# INFORMATION PROVIDED:

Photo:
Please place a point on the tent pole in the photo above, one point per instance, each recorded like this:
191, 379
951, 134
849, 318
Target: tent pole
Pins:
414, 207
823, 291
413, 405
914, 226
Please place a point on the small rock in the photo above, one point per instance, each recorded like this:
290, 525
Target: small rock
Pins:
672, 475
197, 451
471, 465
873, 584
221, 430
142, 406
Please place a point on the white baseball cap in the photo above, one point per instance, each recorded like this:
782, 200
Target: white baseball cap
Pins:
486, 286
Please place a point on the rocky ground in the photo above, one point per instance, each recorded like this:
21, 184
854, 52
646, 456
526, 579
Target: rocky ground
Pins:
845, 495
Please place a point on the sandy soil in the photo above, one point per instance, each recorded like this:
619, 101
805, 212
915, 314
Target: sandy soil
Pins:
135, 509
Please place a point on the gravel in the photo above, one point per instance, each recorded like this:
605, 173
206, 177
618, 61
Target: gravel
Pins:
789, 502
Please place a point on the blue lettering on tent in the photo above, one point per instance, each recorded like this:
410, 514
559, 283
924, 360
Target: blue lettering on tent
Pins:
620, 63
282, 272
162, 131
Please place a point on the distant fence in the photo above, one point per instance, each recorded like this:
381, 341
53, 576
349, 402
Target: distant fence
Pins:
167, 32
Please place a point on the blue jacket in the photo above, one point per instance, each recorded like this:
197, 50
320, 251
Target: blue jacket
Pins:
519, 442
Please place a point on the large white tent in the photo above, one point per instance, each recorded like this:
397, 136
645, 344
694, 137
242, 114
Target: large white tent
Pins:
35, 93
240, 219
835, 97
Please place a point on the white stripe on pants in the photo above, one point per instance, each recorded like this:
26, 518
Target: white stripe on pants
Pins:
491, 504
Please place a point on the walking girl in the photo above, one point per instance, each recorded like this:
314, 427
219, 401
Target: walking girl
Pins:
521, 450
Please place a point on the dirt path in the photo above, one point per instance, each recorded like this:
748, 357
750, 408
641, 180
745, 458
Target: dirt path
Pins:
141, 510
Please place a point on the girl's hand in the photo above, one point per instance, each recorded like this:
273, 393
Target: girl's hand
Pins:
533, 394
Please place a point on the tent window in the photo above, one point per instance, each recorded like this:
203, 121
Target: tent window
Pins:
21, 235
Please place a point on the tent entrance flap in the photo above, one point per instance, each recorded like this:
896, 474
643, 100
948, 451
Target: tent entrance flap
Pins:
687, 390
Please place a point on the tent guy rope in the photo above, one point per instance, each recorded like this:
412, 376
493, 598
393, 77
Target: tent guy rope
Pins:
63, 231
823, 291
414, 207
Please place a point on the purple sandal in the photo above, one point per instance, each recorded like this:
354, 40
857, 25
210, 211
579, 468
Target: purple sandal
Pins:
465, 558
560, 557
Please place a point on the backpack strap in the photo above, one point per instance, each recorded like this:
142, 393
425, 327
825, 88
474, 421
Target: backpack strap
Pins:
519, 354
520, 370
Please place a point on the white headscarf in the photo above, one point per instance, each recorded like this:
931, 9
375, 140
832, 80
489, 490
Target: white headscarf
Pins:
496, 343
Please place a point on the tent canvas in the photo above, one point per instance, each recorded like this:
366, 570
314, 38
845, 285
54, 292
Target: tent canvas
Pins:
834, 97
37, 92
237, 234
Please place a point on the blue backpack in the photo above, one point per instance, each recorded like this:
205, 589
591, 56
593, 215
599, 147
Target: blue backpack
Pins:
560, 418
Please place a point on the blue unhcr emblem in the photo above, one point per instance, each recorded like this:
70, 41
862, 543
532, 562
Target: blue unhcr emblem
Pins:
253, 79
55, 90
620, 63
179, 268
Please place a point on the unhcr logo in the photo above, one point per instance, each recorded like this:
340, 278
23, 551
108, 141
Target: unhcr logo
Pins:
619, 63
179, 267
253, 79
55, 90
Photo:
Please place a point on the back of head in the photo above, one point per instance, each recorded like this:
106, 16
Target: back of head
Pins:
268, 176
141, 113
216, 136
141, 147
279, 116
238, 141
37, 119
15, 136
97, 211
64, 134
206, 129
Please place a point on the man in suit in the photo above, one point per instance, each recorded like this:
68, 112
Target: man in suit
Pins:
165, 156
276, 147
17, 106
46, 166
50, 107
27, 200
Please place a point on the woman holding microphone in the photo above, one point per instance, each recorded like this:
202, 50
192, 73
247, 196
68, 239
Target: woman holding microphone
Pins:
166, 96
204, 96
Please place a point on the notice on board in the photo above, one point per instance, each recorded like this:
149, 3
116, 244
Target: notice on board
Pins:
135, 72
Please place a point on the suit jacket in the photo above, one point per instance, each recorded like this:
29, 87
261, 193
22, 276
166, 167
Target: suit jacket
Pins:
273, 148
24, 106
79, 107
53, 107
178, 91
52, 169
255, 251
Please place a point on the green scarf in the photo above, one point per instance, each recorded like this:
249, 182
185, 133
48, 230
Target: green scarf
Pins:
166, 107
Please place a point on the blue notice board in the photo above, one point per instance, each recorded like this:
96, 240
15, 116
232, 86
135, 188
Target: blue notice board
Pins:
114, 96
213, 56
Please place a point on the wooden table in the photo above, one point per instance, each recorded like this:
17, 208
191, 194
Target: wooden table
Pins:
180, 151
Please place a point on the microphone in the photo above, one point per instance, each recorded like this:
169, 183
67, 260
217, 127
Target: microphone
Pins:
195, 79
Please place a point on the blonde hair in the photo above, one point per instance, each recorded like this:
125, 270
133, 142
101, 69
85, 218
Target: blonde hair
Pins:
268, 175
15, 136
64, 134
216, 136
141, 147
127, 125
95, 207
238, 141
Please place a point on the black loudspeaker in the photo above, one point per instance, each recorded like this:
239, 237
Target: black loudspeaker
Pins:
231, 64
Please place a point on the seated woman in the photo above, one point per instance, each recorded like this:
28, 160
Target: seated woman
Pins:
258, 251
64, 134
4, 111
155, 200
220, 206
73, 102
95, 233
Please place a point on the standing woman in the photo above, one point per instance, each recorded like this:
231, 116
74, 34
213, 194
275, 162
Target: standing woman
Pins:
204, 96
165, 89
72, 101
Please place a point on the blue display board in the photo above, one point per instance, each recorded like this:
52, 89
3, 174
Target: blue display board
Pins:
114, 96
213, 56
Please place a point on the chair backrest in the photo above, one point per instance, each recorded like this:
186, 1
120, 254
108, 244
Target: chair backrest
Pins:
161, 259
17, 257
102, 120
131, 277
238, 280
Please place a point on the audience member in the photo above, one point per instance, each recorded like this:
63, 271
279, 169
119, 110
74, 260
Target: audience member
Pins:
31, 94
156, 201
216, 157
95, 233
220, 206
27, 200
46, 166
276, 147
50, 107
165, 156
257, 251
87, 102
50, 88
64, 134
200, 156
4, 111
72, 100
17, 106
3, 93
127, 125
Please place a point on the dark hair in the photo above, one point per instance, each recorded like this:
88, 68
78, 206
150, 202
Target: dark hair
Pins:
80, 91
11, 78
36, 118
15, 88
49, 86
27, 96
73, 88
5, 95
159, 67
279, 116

# ASSIGNMENT:
Look through the material and find each line that includes "stripe", then copy it.

# TASK RESULT:
Please place a point on the white stripe on pants in the photo above, one point per instance, each recorded like this:
Target: white stripe on pants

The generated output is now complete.